Tâches à réaliser –
(1) D'après le passage fourni, depuis quelle date la situation liée aux déchets dure-t-elle ?
(2) Extrayez du passage fourni le segment qui commence aux mots « Trois questions à » et se termine après « il a traîné. », sans aucune modification.

Passage fourni –
________
Trois questions à Scarlett Haddad, journaliste à L’Orient Le Jour.
Pourquoi ces manifestations un mois après l'arrêt du ramassage des ordures ?
Parce que justement, la situation court depuis le 17 juillet. Les gens ont attendu, mais à force il fallait que la situation cesse. La preuve : immédiatement, le gouvernement a réagi. Il a décidé ce lundi d’étudier les offres qui se sont présentées après qu'il a lancé un appel d’offres auprès de sociétés locales et internationales pour traiter ce problème des déchets. Seulement, au lieu de prendre des décisions rapides, il a traîné.
Dans les faits, qu’est-ce qui a poussé les gens dans la rue : le problème
des déchets ou un ras-le-bol politique ? Il y a un cumul de frustrations. La crise des déchets a été le dossier de trop. Imaginez tous ces déchets dans la rue, avec un pic de chaleur, certes banal au mois d’août, mais néanmoins très dur dans ces circonstances. Ce à quoi s’ajoutent des coupures d’électricité et d’eau… Comme il n’était plus possible d’accepter cette situation, les gens sont descendus spontanément dans la rue.
________
Extrait de données –

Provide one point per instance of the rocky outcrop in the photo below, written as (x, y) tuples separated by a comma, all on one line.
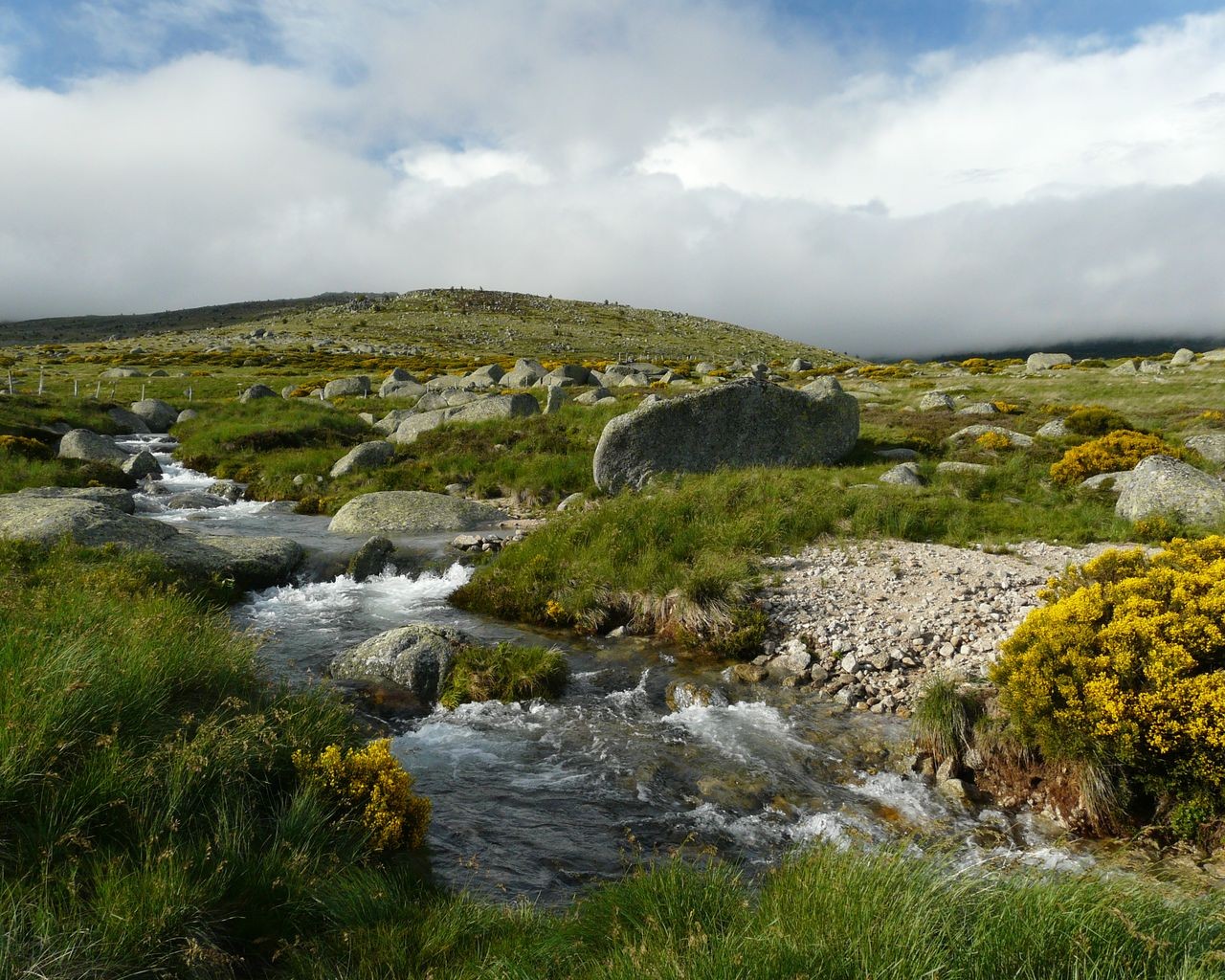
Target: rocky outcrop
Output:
________
Réponses complètes –
(1) Depuis le 17 juillet.

(2)
Trois questions à Scarlett Haddad, journaliste à L’Orient Le Jour.
Pourquoi ces manifestations un mois après l'arrêt du ramassage des ordures ?
Parce que justement, la situation court depuis le 17 juillet. Les gens ont attendu, mais à force il fallait que la situation cesse. La preuve : immédiatement, le gouvernement a réagi. Il a décidé ce lundi d’étudier les offres qui se sont présentées après qu'il a lancé un appel d’offres auprès de sociétés locales et internationales pour traiter ce problème des déchets. Seulement, au lieu de prendre des décisions rapides, il a traîné.